───── SOURCE MATERIAL ─────

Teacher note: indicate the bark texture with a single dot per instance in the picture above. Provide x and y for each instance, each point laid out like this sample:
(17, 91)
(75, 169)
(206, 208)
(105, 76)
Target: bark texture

─────

## WHAT YOU NEED TO DO
Please set out the listing above as a numbered list, leaving out any blank lines.

## RESULT BELOW
1. Teacher note: indicate the bark texture with a single dot per instance in the picture above. Provide x and y for each instance, each point laid out like this sample:
2. (17, 91)
3. (75, 169)
4. (206, 208)
5. (105, 76)
6. Target: bark texture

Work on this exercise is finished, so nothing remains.